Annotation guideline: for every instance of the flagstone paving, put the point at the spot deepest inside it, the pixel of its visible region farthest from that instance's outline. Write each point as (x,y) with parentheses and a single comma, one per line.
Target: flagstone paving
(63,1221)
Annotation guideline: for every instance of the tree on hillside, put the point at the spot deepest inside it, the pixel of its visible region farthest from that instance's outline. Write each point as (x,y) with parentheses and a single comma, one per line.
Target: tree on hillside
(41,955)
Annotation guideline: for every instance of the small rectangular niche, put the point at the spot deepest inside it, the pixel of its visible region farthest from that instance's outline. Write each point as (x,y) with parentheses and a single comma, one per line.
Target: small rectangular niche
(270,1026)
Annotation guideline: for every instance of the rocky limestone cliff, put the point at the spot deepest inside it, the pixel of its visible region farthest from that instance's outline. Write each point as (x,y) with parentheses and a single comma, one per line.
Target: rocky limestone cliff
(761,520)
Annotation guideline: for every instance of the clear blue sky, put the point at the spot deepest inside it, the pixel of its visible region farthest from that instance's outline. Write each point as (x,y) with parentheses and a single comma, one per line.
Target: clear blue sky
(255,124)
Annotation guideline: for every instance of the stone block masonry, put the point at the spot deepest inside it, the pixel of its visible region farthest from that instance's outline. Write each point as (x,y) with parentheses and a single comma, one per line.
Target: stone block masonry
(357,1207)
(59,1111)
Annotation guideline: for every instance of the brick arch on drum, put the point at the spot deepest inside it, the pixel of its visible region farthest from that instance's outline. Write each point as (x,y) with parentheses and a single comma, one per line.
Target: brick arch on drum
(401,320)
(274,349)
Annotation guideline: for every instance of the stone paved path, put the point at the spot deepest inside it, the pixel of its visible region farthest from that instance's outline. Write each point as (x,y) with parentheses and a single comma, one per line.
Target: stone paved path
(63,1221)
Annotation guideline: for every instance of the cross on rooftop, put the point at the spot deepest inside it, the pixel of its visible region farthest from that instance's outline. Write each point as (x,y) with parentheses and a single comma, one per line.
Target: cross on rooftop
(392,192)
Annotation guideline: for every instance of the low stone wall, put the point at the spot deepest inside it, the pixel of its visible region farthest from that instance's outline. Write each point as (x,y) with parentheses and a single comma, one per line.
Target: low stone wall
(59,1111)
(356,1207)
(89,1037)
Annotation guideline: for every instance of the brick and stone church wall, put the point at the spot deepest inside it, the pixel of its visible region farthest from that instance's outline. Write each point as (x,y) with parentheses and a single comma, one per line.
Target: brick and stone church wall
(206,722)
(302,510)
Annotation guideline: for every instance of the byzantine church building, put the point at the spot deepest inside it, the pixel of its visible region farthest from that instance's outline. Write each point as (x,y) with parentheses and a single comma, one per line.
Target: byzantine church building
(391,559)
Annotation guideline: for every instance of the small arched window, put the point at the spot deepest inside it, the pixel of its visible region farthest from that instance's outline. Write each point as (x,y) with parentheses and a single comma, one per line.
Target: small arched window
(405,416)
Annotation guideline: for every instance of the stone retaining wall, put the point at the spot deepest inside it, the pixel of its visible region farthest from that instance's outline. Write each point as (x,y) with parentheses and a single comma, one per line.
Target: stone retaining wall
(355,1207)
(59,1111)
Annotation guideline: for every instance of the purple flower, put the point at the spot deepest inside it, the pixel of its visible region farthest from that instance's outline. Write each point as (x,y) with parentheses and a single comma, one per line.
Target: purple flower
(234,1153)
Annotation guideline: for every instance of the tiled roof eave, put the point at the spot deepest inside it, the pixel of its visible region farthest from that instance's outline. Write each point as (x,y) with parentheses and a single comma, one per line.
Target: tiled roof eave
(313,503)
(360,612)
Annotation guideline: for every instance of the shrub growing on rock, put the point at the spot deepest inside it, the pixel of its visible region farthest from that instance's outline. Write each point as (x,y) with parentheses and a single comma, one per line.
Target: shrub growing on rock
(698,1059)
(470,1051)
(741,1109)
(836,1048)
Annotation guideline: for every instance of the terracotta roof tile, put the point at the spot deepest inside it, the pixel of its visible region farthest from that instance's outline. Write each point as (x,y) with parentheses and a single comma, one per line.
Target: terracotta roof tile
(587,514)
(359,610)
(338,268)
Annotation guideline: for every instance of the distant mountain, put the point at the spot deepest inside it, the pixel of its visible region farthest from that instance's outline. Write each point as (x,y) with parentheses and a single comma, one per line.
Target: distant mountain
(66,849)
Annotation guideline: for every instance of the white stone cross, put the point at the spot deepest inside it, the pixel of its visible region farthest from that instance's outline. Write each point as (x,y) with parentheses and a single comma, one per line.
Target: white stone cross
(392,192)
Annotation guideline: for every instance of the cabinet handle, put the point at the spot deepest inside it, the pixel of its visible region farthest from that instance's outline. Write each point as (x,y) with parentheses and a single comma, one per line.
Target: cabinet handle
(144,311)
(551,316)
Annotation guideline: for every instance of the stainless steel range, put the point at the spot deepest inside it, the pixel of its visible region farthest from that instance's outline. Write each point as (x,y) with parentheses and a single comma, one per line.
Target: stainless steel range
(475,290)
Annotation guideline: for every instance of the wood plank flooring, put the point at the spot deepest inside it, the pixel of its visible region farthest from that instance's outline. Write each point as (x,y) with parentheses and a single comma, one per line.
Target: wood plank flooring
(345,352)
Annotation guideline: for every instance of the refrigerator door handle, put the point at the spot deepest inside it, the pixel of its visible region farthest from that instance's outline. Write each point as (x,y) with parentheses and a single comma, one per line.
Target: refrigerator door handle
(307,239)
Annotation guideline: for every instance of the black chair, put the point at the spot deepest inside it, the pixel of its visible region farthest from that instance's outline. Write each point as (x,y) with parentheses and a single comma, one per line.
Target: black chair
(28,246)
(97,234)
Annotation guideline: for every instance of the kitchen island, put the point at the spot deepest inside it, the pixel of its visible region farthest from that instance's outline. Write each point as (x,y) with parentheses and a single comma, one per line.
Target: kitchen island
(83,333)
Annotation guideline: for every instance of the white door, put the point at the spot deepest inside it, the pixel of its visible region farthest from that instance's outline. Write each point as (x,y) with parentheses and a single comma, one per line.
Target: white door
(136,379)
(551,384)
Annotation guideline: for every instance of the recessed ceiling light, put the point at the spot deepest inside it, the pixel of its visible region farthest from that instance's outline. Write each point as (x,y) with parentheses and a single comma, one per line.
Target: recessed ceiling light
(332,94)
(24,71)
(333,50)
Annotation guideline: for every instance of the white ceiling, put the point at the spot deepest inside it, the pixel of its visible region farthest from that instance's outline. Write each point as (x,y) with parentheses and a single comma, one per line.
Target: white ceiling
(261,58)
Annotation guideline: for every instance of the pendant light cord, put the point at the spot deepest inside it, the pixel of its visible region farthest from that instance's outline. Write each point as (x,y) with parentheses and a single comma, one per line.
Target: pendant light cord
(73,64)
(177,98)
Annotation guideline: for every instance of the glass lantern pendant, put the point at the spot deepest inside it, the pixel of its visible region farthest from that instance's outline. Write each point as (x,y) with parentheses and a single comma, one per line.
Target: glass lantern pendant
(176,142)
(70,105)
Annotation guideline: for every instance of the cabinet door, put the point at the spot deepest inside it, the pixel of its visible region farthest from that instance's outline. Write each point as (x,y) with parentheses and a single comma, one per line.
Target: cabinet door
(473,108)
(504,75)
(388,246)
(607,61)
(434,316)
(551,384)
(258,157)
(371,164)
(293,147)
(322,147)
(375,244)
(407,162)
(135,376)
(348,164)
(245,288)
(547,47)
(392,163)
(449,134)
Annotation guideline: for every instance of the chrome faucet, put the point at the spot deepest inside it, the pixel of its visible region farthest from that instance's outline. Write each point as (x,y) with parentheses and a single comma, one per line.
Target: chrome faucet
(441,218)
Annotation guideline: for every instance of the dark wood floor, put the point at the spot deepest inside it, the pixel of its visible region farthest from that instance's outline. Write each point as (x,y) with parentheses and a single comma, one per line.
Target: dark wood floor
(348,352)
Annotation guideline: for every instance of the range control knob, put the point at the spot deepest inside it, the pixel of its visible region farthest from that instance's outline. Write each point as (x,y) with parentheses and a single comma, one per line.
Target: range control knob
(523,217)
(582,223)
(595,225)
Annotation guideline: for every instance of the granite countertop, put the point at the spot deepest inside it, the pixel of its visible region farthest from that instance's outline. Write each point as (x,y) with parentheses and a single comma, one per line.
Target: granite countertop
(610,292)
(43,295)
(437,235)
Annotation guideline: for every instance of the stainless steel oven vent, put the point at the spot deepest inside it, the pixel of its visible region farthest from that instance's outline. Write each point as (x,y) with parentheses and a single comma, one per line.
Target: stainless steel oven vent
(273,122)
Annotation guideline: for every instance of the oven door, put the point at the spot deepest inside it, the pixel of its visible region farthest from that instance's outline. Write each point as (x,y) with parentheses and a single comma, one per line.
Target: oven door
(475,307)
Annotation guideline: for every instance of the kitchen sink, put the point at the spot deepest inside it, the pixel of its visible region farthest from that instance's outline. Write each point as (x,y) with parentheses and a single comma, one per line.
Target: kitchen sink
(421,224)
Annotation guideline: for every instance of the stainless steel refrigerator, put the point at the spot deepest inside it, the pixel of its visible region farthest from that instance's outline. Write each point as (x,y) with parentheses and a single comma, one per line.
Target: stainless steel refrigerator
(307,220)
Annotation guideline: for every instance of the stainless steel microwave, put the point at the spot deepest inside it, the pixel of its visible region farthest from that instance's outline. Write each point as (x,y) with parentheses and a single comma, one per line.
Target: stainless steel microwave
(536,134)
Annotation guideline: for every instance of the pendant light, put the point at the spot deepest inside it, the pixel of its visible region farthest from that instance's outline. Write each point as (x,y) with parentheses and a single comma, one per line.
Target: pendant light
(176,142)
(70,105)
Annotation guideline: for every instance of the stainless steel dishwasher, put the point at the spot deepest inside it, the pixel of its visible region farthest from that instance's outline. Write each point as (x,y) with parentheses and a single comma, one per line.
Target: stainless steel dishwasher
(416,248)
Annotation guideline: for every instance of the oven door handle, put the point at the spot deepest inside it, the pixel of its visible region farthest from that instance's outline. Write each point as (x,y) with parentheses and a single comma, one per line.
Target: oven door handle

● **AIM OF THE EXERCISE**:
Copy word for word every line of the data from the line containing "pendant light, put" through the final line, including both of those lines.

● **EXERCISE RESULT**:
Annotation guideline: for every instance of the pendant light, put the point at the spot deepest inside it, the pixel of its visible region farthest from that instance's outline. Write each point as (x,y) with parentheses and a single comma, one per line.
Target: pendant light
(176,142)
(70,105)
Annotation guideline: for every instance of the stainless steel dishwasher, put the point at the spot deepest inside it, the pixel of its visible region farthest from that instance's outline. Write each point as (x,y) with parentheses and a single comma, one per line.
Target: stainless steel dishwasher
(416,248)
Annotation guideline: for every instance of the oven door handle, put the point at the spot deepest inside it, the pixel of its visible region farthest from that instance's outline. Write each point as (x,y) with parentheses and a single comma, one per line.
Target: oven door handle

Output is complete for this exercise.